Défi 1: Reproduisez les lignes des enregistrements en commençant par leur toute première ligne et en terminant par celle qui contient « xmin=41 ymin=47 xmax=49 ymax=57 », ces deux lignes comprises.
◇ ◇ ◇ ◇
Quels étaient les objectifs du président turc en faisant entrer son armée au nord-ouest de la Syrie ? 

En finir avec la présence kurde à sa frontière. Pour Recep Tayyip Erdoğan, la « turcité », l’identité turque, est aujourd’hui menacée. Ce président vit sous l’emprise d’une violente nostalgie impériale, où la Turquie est investie d’un double rôle : d’abord apporter au monde son sens de la justice et du bien, ensuite constituer le bras armé de l’islam. Cette mission, qui a été interrompue, doit renaître. Il le rappelle souvent : selon lui, l’objectif premier de la Première Guerre mondiale visait à détruire l’Empire ottoman, et les ennemis de la Turquie ne cessent de le poursuivre.

Erdoğan établit un lien entre espace et espèce. De ce point de vue, les Kurdes sont une menace stratégique « existentielle » pour l’avenir de la Turquie. Ajoutons que l’ennemi, dans sa vision, est toujours « étranger » : il fut historiquement arménien, puis grec. Aujourd’hui il est kurde. Et chaque fois, le soutien de puissances étrangères dont bénéficient ces populations « autres » accroît à ses yeux la « menace vitale » qu’elles représentent.

Quelles devraient être les conséquences de cette opération militaire pour les Kurdes de Syrie et de Turquie ?

La première est que l’expérience très importante mise en place en Syrie dans la région du Rojava, le long de la frontière turque, où Kurdes et Arabes locaux ont instauré ensemble une forme de démocratie directe anarchisante, est terminée. La deuxième est que Poutine est définitivement le maître du jeu dans la région. Les États-Unis désormais hors-jeu, la Russie peut espérer imposer plus facilement ses arbitrages à Erdoğan – et aussi à Bachar Al-Assad. Enfin, troisième conséquence, le sort des Kurdes de Syrie dépend désormais totalement de la volonté russe.
◇ ◇ ◇ ◇
Défi 2: Dressez la liste de toutes les personnes désignées par leur nom dans le texte sur la politique d'Erdoğan envers les Kurdes.

Éléments d'un jeu de données
◇ ◇ ◇ ◇
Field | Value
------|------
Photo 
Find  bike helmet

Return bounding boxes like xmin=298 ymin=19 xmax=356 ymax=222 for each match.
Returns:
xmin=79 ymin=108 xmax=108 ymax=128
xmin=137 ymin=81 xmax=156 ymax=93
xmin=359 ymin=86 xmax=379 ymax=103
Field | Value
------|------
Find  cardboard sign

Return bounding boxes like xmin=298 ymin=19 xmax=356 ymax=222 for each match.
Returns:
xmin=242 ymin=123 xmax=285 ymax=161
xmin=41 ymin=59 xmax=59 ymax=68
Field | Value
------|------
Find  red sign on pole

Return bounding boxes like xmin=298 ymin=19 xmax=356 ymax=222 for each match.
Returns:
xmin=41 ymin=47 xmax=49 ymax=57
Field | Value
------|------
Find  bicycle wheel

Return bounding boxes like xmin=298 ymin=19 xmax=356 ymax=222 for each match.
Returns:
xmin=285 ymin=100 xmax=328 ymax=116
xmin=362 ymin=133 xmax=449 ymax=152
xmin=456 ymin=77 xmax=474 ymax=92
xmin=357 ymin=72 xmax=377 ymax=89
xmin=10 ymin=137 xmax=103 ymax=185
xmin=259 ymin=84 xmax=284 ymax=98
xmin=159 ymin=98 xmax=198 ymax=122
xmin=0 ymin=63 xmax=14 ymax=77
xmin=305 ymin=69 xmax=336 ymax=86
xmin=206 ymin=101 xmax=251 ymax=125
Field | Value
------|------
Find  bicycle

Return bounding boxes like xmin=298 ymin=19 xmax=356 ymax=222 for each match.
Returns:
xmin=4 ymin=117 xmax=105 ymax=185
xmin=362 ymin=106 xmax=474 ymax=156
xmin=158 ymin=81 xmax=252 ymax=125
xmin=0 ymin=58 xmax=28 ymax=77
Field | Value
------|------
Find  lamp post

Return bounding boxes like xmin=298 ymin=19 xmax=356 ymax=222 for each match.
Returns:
◇ ◇ ◇ ◇
Réponse 1:
Field | Value
------|------
Photo 
Find  bike helmet

Return bounding boxes like xmin=298 ymin=19 xmax=356 ymax=222 for each match.
Returns:
xmin=79 ymin=108 xmax=108 ymax=128
xmin=137 ymin=81 xmax=156 ymax=93
xmin=359 ymin=86 xmax=379 ymax=103
Field | Value
------|------
Find  cardboard sign

Return bounding boxes like xmin=298 ymin=19 xmax=356 ymax=222 for each match.
Returns:
xmin=242 ymin=123 xmax=285 ymax=161
xmin=41 ymin=59 xmax=59 ymax=68
Field | Value
------|------
Find  red sign on pole

Return bounding boxes like xmin=298 ymin=19 xmax=356 ymax=222 for each match.
Returns:
xmin=41 ymin=47 xmax=49 ymax=57

Réponse 2: Le texte nomme trois personnes : Recep Tayyip Erdoğan, Poutine et Bachar Al-Assad.